**Problem 1:** Reproduce a passage from the Hello Divorce article word for word, starting with "With this seed" and going on through "their divorce process.".
**Problem 2:** Condense the paragraph of the Hello Divorce article that begins "Family law attorney Erin Levine" into a short bulleted list that keeps its main facts.

**Passage shown:**
>>>

Divorce is messy and stressful, made even messier and stressful when a couple is unable to go through the legal process because of the cost. Online divorce startup Hello Divorce is developing a platform to make this process more affordable and quicker.
To do this, the Oakland, California-based company announced Thursday a $2 million seed round led by CEAS, with additional funds coming from Lightbank, Northwestern Mutual Future Ventures, Gaingels and a group of individuals including Clio CEO Jack Newton, WRG’s Lisa Stone and Equity ESQ led by Ed Diab.
Statistics show there are an average of 750,000 divorces in the U.S. each year, and the average total cost of divorce can cost anywhere between $8,400 to $17,500 depending on what state you live in. Overall, some sources value the divorce industry at $50 billion annually.
Family law attorney Erin Levine founded the company in 2018 so that couples getting a divorce could access “affordable meaningful legal counsel” and resources beyond online forms. Levine told TechCrunch that the billable hours model for lawyers is “an antiquated process” for consumers that want an easier and clearer path to divorce.
“Right now, lawyers are the keeper of information, and clients keep paying until the divorce is done,” she said. “Divorce is more than forms. It is a challenging time, and most people need or want support. I saw a big hole there to use technology and fixed fees to put couples in the driver’s seat and take down that level of conflict.”
With this seed round, the company plans on rapidly scaling legal filing options across the U.S., improving its ground-breaking product, and giving consumers more of the content and services they need to feel informed and in control of their divorce process.

<<<

**Material provided:**
>>>

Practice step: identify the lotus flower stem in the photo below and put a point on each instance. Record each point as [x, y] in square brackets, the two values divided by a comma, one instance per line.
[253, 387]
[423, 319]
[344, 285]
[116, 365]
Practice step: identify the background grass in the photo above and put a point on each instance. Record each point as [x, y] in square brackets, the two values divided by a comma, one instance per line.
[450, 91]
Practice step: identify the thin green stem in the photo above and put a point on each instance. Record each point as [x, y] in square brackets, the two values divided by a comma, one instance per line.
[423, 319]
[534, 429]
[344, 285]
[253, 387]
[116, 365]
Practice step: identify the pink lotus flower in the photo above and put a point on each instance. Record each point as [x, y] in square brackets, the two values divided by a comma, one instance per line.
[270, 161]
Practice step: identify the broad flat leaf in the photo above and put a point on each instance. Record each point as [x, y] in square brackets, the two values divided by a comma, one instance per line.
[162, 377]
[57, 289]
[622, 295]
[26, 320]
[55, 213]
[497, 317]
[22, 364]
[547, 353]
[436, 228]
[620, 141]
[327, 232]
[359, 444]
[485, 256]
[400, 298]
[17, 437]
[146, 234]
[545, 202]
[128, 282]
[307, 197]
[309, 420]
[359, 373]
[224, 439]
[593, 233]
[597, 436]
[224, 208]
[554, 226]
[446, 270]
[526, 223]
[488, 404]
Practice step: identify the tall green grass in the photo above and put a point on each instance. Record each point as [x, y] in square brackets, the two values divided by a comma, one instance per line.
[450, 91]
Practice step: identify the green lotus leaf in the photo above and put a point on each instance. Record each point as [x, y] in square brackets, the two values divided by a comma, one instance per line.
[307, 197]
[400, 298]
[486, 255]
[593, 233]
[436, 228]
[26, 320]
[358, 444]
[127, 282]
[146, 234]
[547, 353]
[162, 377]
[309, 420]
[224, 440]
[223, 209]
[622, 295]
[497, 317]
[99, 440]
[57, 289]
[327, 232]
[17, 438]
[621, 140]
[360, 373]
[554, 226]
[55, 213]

<<<

**Written solution 1:**
With this seed round, the company plans on rapidly scaling legal filing options across the U.S., improving its ground-breaking product, and giving consumers more of the content and services they need to feel informed and in control of their divorce process.

**Written solution 2:**
- Family law attorney Erin Levine founded the company in 2018.
- Her goal was to give divorcing couples access to "affordable meaningful legal counsel" and to resources beyond online forms.
- Levine told TechCrunch that the billable-hours model for lawyers is "an antiquated process" for consumers who want an easier, clearer path to divorce.